---------- Page

Mumbai: The concept of ‘co-working’ is a global phenomenon, stated Jones Lang LaSalle global report. It has further indicated that globally there would be one million members (with seat requirements ranging from one to maybe 200-300) who would register with shared space providers.
It is estimated that India has today anywhere between 15 and 20 lakh seating capacity (operational) and there is so much in this space that this figure would be 50 lakh seats by the end of 2018. With all the client acceptance and research-body certification, optimism rose and so did funding for the industry. Adding to it was the minimal entry barriers, allowing players from established industry houses to real estate developers (using vacant inventory) to specific players with good business practices – all putting in money.
Industry observers are talking of 1,200 players being in the space worldwide and within this India has around 300 players. This high figure (proportion of total players worldwide) is in itself an indication of the optimism which has pervaded the space all through the 2016-2017period. An analyst estimates that just Awfis and WeWorks account for 45-50 per cent capacity.
- With this context, it is logical that most of the players today would be at the lower end, operating from 1-2 cities.
- Typical service levels would vary sharply, as is usual wherever the unorganised segment is active
- In this scenario, pricing power would have been minimal throughout the year. It is likely that a good many would be operating on marginal cost or below.
- Client dissatisfaction would be on the rise, and would have pervaded throughout the customer universe.
- In this scenario, even players with good business practices would find it hard to manage expectations and retain pricing power.
This would hurt the players with long-term vision who would find their break-even point getting pushed further for reasons beyond their control. This would also mean under-appreciation of asset quality in general and even questioning of models like WeWork, who aims to be the high-end service quality standard as of date, after a couple of iterations in its strategy.
Analysts say that perhaps this space is suffering from the same lack of differentiation. Then what emerges is the probability of too much investment generating too little revenue. If one were to look at sheer warm-shell-to-operational-seat investment, it is at a bare minimum of Rs 5,000 across all service categories and types of cities. That means an investment of Rs 200 crore is generating around Rs 200 crore revenue on the 15 lakh seats (80 per cent utilisation rate) and this, when 50 lakh seats get onstream, would go to Rs 500 crore. This may seem impressive, but the industry still has payback equations badly out of whack. And this does not include the basic rental. As Vikas Lakhani of Instaoffice puts it, in traditional leasing, rent risk and capital risk was with the tenant and most co-working operators have just taken the same onto their balance sheets, despite offering a better risk-sharing value to any landlord.
Instaoffice, from inception, has had a very strong cost-control approach which has served the company well and somewhat embodies the current mindset of the industry. The new focus areas are not location, capacity onstream and client acquisition. Now it is about expectation management in the context of positive unit economics – landlords focus on their yield, clients on the service quality and experience, and vendors on sustainability of their contracts. In short, value for money is being recognised as the key metric. Cash flow must improve with limited extra investment.

--------------------
---------- Dataset extract

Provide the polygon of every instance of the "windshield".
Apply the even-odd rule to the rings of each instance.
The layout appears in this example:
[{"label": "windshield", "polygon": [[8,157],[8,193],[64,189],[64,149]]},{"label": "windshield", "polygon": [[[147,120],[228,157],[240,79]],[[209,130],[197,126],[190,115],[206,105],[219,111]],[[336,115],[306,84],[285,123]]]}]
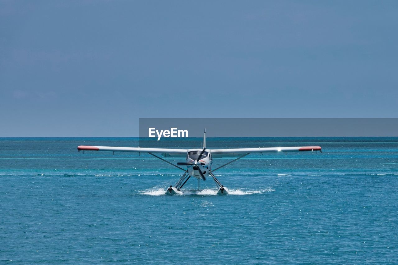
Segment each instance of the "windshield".
[{"label": "windshield", "polygon": [[[188,152],[188,156],[190,157],[191,156],[193,155],[199,155],[200,154],[201,152],[202,151],[201,150],[199,150],[197,151],[191,151]],[[202,156],[207,156],[209,155],[209,152],[205,151],[203,152],[203,154],[202,154]]]}]

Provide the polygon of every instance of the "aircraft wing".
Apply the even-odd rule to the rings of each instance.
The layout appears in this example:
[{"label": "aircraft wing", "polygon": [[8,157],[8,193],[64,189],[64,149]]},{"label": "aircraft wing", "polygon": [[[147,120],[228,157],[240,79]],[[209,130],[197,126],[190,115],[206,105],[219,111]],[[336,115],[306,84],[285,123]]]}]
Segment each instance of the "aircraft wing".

--------------------

- _Work to do_:
A. How many co-working players does the co-working article say India has?
B. Write the next part of the co-working article, picking up after its final sentence.
None of the material is needed here.

- _Responses per task_:
A. Around 300.

B.
Part of the problem is that, as many have said before, the Indian market is a different animal. This is starkly because of real estate scenario where, for nearly a decade, yield returns on investment were never a factor in investor purchases. With prices dropping since two years, some sense has returned but then rental yields will stiffen. Landlord interest and operator interests must align and not conflict. The concept of smart cities, which players like Awfis are bullish on, take care of volumes but by nature would drive realisations down.
Given therefore that things are expected to get worse before they get better, how can the industry respond? Supplementary services would be a focus area – limited upfront cost, better client satisfaction and hopefully enhanced revenues. Isharespace is clear that these are critical for industry as a whole and as founders Priyanka Krishnan and Aayush Maheshwari say, sometimes revenue increase is not important. A company would typically make money out of services like car parking and letting out meeting rooms to non-members. But when they facilitate accounts and financial service tie-ups for members, or good offers from restaurants and so on, the entire benefit is passed on. Isharespace estimates 30 per cent rise in revenue without investment.
Other solutions would be consolidation through takeovers, something which Amit Ramani of Awfis is not sanguine about. His view – service and investment standards are too variant for outright takeover of any space. It may be better to create an office, if the location is right. Instaoffice has anyway focused largely on agreements where landlords get improved yields as capacity utilisations go up. Like the IT industry, client diversification is beneficial to the point of necessity. One good thing is that the business model is recognised as absolutely relevant and demand can only go up. Whether even today’s large players will prosper, remains the question.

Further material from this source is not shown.